▶ **Text to read**
◇ ◇ ◇ ◇
The cost of staying overnight in Glasgow grew by more than 3.5 times the national average last year, while Edinburgh remained largely static, according to PwC’s latest UK Hotels Forecast Update.
Over the year to December Glasgow’s hotel sector was the fastest growing in the UK when measured by average daily revenue (ADR), with its 6.1% growth to £76.52 well ahead of the national average of 1.7%
Scotland’s largest city saw a huge 10.5% increase in the number of rooms on offer in the year to January 2019 as investors responded to an increased appetite from business and leisure travellers. As of January, there are 11,672 rooms available in Glasgow.
Occupancy rates in Glasgow slipped 1.7% to 80.7%, largely due to the opening of almost 1,000 new rooms, while the key Revenue Per Available Room (RevPAR) metric grew by 4.4% to £61.77, marking a successful year for hoteliers in the city, though growth has slowed from the 5.2% seen in 2017.
Edinburgh remained the most expensive place to spend the night in the UK outside of London, at £103.72, up 0.5% from the previous period. A reduction in occupancy rate however, to 82.9% from 83.6%, meant that RevPAR slid by 0.3% to £86.04. This follows +12.4% RevPAR growth in 2017.
Edinburgh hoteliers face further pressure from the Scottish Government’s proposed Transient Visitor Levy (TVL), which could add 2% or £2 to the cost per night of staying in the Capital. The measure has the support of councillors but requires legislation from the Scottish Parliament, which is not expected until next year.
◇ ◇ ◇ ◇
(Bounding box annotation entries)
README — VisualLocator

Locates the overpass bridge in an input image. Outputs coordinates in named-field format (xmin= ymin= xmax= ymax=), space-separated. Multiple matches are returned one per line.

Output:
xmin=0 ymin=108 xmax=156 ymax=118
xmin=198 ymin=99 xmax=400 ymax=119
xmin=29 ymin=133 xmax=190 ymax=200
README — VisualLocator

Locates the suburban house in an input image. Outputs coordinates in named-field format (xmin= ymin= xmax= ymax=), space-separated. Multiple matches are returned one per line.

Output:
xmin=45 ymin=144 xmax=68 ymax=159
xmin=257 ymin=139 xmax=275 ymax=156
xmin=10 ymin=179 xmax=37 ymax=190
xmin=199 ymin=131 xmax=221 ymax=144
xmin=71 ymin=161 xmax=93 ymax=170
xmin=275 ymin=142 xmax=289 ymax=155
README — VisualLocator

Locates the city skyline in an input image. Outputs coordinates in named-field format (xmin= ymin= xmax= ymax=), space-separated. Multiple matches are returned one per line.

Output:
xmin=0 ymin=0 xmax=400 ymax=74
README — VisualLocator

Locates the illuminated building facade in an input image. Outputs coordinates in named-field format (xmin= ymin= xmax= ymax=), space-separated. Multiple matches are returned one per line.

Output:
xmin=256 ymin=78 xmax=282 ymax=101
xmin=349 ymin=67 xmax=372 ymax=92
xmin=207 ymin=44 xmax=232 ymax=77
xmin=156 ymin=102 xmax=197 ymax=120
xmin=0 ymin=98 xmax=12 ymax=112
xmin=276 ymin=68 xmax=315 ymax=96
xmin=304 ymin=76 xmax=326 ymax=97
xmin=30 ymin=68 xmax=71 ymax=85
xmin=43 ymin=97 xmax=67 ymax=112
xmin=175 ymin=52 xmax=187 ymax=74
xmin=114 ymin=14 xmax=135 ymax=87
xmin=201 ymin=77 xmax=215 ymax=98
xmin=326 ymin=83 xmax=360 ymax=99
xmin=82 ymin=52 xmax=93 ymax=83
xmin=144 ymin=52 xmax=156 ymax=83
◇ ◇ ◇ ◇
▶ **Task statement**
According to the text on Glasgow and Edinburgh hotels, what was Edinburgh's occupancy rate after its reduction?

▶ **Result for this task**
82.9%, down from 83.6%.